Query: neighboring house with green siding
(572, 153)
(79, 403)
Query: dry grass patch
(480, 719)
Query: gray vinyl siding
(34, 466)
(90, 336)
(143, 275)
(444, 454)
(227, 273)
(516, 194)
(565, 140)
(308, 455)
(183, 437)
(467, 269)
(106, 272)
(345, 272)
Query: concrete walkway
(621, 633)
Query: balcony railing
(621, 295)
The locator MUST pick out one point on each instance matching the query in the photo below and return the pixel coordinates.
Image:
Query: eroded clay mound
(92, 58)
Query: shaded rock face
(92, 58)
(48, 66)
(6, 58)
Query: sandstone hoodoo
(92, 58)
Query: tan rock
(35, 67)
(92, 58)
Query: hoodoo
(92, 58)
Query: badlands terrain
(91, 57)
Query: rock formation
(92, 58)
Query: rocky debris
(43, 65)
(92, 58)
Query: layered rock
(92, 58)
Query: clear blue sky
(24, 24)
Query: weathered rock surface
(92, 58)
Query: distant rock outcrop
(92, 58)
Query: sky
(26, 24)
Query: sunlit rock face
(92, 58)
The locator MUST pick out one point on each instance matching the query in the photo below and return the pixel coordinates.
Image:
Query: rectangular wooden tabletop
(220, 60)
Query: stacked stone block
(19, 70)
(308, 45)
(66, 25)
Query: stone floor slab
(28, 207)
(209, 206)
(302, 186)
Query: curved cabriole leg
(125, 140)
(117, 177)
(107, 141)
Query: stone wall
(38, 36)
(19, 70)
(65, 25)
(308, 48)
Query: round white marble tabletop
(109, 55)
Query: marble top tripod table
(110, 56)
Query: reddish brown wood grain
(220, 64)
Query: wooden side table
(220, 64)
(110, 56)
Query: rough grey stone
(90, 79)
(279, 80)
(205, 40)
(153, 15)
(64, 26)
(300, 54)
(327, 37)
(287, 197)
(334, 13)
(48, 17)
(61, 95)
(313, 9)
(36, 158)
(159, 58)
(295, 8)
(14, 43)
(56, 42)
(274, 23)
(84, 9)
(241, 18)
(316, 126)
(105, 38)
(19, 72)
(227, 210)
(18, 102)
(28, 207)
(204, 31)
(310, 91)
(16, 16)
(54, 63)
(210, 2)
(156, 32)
· · · · ·
■ **YOUR GOAL**
Please reproduce all of the entries above exactly as they appear.

■ **ANSWER SECTION**
Query: neighboring house with green siding
(572, 153)
(79, 403)
Query: dry grass patch
(480, 719)
Query: gray vinyl siding
(34, 466)
(90, 336)
(143, 275)
(444, 454)
(227, 273)
(516, 194)
(565, 140)
(308, 455)
(183, 437)
(467, 269)
(106, 272)
(345, 272)
Query: concrete walkway
(621, 633)
Query: balcony railing
(621, 295)
The locator MUST pick out one point on each instance matching the query in the photo below and return the pixel coordinates.
Image:
Query: eroded clay mound
(92, 58)
Query: shaded rock face
(92, 58)
(48, 66)
(6, 58)
Query: sandstone hoodoo
(92, 58)
Query: tan rock
(35, 67)
(92, 58)
Query: hoodoo
(92, 58)
Query: badlands terrain
(91, 57)
Query: rock formation
(92, 58)
Query: rocky debris
(43, 65)
(92, 58)
Query: layered rock
(92, 58)
Query: clear blue sky
(24, 24)
Query: weathered rock surface
(92, 58)
Query: distant rock outcrop
(92, 58)
Query: sky
(26, 24)
Query: sunlit rock face
(92, 58)
The locator MUST pick out one point on each instance matching the query in the photo below and return the pixel coordinates.
Image:
Query: rectangular wooden tabletop
(220, 60)
Query: stacked stone block
(19, 70)
(308, 45)
(66, 25)
Query: stone floor slab
(28, 207)
(209, 206)
(302, 186)
Query: curved cabriole leg
(125, 140)
(117, 177)
(107, 141)
Query: stone wall
(38, 36)
(19, 70)
(65, 25)
(308, 48)
Query: round white marble tabletop
(109, 55)
Query: marble top tripod table
(110, 56)
Query: reddish brown wood grain
(220, 64)
Query: wooden side table
(220, 64)
(110, 56)
Query: rough grey stone
(90, 79)
(279, 80)
(205, 40)
(153, 15)
(64, 26)
(300, 54)
(327, 37)
(287, 197)
(334, 13)
(48, 17)
(61, 95)
(313, 9)
(36, 158)
(159, 58)
(295, 8)
(14, 43)
(56, 42)
(274, 23)
(84, 9)
(241, 18)
(316, 126)
(105, 38)
(19, 72)
(227, 210)
(18, 102)
(28, 207)
(204, 31)
(310, 91)
(16, 16)
(54, 63)
(210, 2)
(156, 32)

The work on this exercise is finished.